Source passage
Testing Overview

The test suite lives in tests/ and covers data loading, model logic, distributed training, low-level ops, quantization, server infrastructure, and end-to-end training runs.

Layout

tests/
├── conftest.py              # Shared fixtures (datasets, collators)
├── data/                    # Data loading and preparation
│   ├── collators/           # Collator pipeline tests
│   └── prepare/             # Dataset hashing, packing, loading
├── distributed/             # Multi-process parallelism tests
├── models/                  # MoE routing, LoRA injection, weight loading
├── ops/                     # Low-level tensor ops, attention, quantization
├── qlora/                   # QLoRA quantization tests
├── server/
│   ├── api_server/          # HTTP API endpoints and types
│   ├── orchestrator/        # Scheduling, batching, messaging
│   ├── runner/              # Ready signal and runner communication
│   └── weight_sync/         # Pipeline-parallel weight sync
└── e2e/                     # Full training pipeline (requires GPU + torchrun)
    ├── qwen3_8b/
    └── qwen3_30b/

Pytest markers

Markers are defined in pyproject.toml and used to select subsets of tests:

Marker	Meaning
`cpu`	No GPU required
`gpu`	Requires at least one GPU
`distributed`	Requires `torchrun` with multiple processes
`e2e`	Full end-to-end test (GPU + torchrun)
`server`	API server, orchestrator, or runner tests
`collator`	Data collator tests
`dataloader`	DataLoader tests
`slow`	Long-running tests
`benchmark`	Performance benchmarks

What to work on
**a.** Reproduce the portion of the testing overview that begins at the words "Pytest markers" and ends after the words "(GPU + torchrun)".
**b.** Name every subdirectory that the testing overview places directly under server/.
**c.** Answer these questions from the testing overview:
(i) In which file are the pytest markers defined?
(ii) Which marker means that no GPU is required?
(iii) What does the e2e/ directory require?
Rely only on the testing overview for every answer.

Stored records
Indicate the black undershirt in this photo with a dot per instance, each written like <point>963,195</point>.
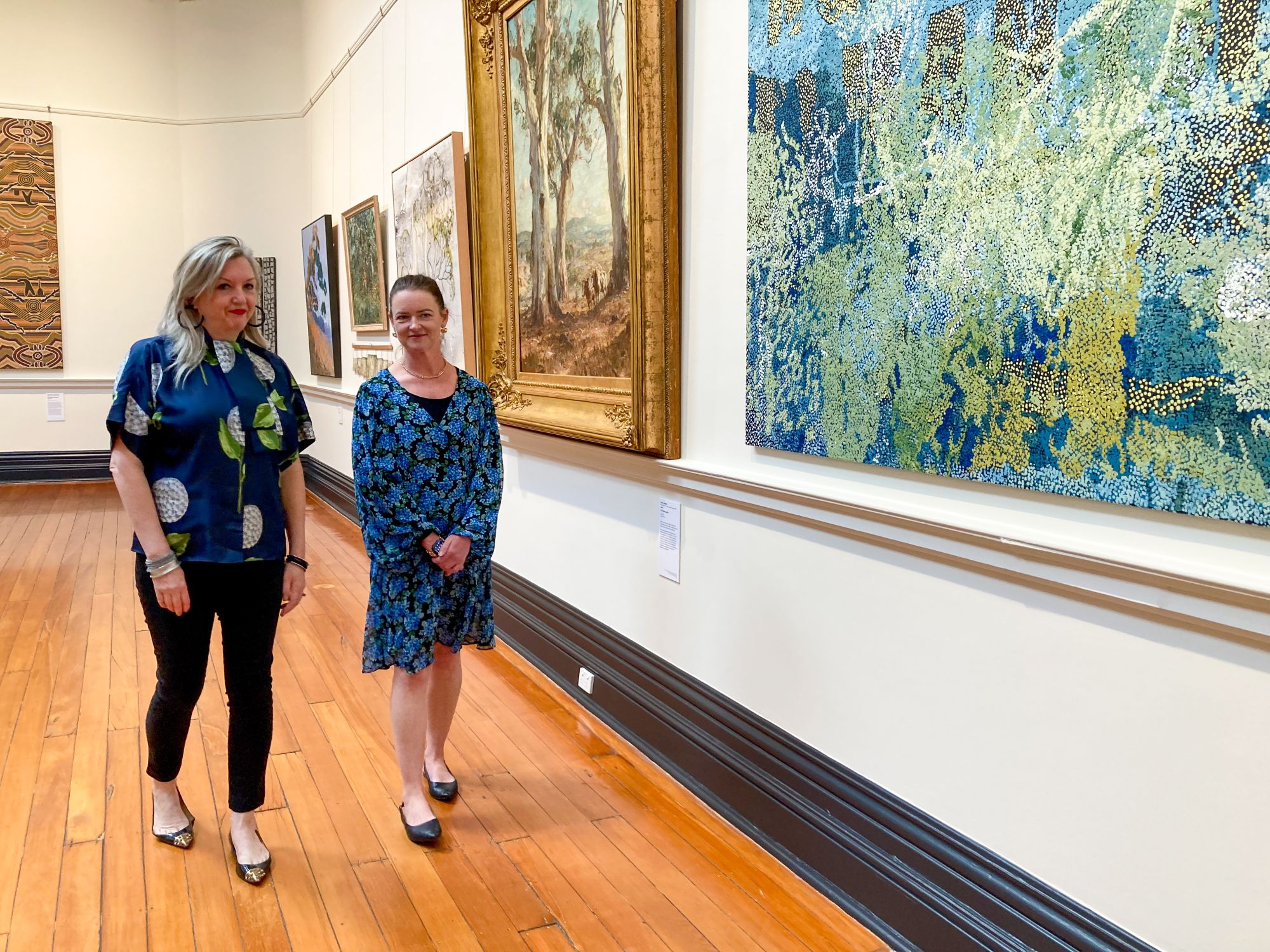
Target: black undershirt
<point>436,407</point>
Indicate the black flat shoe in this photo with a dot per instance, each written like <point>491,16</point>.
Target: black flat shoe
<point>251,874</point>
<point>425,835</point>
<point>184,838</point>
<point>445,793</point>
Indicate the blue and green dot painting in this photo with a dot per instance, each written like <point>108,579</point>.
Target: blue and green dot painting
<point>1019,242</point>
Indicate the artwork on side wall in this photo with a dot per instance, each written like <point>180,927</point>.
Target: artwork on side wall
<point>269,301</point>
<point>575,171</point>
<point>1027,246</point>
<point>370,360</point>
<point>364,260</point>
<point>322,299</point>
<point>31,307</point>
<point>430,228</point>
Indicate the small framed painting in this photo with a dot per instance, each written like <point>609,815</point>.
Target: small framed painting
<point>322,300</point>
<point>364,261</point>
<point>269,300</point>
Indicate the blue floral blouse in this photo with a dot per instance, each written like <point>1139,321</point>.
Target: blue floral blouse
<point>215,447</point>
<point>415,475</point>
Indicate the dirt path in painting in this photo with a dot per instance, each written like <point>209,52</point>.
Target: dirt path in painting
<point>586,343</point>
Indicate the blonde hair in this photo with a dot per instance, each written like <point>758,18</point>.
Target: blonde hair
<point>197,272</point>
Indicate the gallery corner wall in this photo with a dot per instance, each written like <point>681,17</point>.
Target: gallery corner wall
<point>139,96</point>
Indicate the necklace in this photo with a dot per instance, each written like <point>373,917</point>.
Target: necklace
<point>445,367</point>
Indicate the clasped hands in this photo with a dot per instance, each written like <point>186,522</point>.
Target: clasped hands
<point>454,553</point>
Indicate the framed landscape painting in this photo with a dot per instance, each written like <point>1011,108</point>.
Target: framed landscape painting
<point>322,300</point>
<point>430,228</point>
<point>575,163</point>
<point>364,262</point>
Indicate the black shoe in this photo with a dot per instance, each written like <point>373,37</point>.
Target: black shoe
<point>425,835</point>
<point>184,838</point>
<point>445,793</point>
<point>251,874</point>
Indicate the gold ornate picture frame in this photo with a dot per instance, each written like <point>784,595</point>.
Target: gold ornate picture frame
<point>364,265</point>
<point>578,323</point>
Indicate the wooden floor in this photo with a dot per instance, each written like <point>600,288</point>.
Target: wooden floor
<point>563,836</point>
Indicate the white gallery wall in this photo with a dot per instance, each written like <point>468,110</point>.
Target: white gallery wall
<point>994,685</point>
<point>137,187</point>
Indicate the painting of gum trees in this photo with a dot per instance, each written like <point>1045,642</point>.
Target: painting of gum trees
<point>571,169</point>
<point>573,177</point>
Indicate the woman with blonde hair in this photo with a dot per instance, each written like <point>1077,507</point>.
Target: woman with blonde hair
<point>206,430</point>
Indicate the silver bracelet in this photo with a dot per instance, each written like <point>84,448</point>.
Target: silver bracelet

Task-by-task answers
**a.**
Pytest markers

Markers are defined in pyproject.toml and used to select subsets of tests:

Marker	Meaning
`cpu`	No GPU required
`gpu`	Requires at least one GPU
`distributed`	Requires `torchrun` with multiple processes
`e2e`	Full end-to-end test (GPU + torchrun)

**b.** api_server/, orchestrator/, runner/, weight_sync/

**c.**
(i) pyproject.toml
(ii) `cpu`
(iii) GPU + torchrun